Extract every line of the records that contains the word "hull", matching case exactly.

= = = =

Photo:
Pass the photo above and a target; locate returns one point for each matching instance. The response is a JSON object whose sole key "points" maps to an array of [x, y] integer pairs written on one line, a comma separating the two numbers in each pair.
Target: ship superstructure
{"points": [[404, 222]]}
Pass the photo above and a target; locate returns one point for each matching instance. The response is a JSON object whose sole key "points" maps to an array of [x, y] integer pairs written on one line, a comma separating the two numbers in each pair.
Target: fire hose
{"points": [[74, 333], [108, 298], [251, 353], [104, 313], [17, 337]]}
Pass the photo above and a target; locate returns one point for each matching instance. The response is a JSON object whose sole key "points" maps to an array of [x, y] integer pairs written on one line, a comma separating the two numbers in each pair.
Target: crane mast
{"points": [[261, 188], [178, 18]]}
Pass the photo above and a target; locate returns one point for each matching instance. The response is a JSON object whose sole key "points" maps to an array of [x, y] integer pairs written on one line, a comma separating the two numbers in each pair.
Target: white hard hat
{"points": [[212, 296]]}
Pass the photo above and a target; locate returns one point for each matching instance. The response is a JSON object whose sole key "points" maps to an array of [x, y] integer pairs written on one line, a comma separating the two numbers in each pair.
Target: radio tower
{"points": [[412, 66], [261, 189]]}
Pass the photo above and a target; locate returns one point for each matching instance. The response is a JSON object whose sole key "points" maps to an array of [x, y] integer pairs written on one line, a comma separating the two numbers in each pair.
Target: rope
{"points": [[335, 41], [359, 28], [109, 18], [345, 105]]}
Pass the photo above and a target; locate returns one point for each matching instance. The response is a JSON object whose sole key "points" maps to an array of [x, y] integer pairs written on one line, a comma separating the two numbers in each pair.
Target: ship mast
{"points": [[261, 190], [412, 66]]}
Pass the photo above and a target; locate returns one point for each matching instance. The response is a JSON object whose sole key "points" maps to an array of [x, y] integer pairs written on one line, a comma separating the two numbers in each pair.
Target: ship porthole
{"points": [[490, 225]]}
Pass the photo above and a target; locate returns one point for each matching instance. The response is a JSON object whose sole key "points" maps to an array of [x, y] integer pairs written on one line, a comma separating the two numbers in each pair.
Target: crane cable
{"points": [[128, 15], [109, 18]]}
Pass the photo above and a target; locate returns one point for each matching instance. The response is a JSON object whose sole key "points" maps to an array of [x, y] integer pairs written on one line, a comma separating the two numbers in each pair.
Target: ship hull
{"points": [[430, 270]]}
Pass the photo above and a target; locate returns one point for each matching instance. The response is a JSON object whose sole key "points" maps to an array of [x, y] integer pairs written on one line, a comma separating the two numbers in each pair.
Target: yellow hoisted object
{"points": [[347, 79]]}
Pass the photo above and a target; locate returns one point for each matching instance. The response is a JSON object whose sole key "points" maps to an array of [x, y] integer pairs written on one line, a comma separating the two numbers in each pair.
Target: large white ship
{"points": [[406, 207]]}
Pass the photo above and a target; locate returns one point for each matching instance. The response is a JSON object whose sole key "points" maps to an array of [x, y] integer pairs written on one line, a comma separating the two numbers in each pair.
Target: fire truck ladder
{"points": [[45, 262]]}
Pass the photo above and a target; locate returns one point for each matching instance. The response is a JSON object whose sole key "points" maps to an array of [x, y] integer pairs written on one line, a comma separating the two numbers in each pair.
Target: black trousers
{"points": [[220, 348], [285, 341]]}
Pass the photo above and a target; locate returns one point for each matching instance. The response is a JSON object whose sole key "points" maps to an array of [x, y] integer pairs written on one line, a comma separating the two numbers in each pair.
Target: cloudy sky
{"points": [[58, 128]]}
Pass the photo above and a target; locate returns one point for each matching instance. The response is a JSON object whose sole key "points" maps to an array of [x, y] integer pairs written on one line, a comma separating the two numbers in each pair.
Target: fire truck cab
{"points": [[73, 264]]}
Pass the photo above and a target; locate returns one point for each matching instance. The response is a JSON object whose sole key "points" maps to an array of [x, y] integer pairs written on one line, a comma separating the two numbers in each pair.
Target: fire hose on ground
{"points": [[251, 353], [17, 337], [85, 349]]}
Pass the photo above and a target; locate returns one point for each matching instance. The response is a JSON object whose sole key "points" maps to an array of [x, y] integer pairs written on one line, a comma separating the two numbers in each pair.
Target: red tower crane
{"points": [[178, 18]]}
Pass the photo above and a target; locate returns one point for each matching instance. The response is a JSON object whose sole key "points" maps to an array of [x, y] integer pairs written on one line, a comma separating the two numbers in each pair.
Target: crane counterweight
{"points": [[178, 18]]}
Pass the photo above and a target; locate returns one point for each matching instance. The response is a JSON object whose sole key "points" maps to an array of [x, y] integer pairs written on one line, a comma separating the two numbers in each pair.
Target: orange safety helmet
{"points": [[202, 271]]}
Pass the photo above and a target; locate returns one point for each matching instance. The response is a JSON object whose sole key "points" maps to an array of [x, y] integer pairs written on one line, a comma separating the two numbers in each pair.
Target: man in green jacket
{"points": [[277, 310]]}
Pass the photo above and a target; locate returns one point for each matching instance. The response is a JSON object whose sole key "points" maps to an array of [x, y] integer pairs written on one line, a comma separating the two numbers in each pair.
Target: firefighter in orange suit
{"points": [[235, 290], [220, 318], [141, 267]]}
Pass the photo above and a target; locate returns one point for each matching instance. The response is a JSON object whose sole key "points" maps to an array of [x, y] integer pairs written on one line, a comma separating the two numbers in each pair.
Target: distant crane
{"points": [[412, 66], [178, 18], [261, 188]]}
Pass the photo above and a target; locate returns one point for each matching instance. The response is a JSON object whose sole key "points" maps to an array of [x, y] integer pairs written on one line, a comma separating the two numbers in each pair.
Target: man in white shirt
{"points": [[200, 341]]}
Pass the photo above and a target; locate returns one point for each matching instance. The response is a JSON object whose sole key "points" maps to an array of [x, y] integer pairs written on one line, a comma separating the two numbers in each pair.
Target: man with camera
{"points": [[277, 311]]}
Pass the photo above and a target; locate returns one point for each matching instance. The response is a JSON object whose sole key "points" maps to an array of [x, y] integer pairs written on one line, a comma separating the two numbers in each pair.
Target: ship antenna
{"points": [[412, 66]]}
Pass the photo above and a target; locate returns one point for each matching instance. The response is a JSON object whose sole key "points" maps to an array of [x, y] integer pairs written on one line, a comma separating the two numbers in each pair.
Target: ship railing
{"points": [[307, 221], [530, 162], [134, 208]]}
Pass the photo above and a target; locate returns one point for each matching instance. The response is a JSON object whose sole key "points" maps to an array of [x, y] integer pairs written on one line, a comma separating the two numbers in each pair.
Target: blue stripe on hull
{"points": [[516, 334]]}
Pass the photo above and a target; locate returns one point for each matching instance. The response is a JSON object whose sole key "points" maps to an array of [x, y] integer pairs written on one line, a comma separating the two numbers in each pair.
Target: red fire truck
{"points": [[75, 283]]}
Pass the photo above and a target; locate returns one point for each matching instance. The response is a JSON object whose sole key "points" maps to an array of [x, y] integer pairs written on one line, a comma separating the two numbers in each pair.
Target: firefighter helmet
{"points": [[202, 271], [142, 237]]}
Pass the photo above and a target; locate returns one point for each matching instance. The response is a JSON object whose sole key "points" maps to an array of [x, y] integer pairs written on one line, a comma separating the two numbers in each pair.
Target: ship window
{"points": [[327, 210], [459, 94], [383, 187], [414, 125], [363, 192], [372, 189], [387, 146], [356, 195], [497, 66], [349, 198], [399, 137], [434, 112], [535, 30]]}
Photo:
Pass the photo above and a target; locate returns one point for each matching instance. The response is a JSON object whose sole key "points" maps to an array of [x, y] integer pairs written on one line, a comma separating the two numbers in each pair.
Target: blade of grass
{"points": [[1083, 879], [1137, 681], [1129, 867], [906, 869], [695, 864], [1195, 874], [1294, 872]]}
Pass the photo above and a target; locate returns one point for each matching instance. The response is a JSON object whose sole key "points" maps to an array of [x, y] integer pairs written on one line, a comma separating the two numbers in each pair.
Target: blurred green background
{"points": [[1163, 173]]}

= = = =

Exercise output -
Target: ship hull
Target: blue stripe on hull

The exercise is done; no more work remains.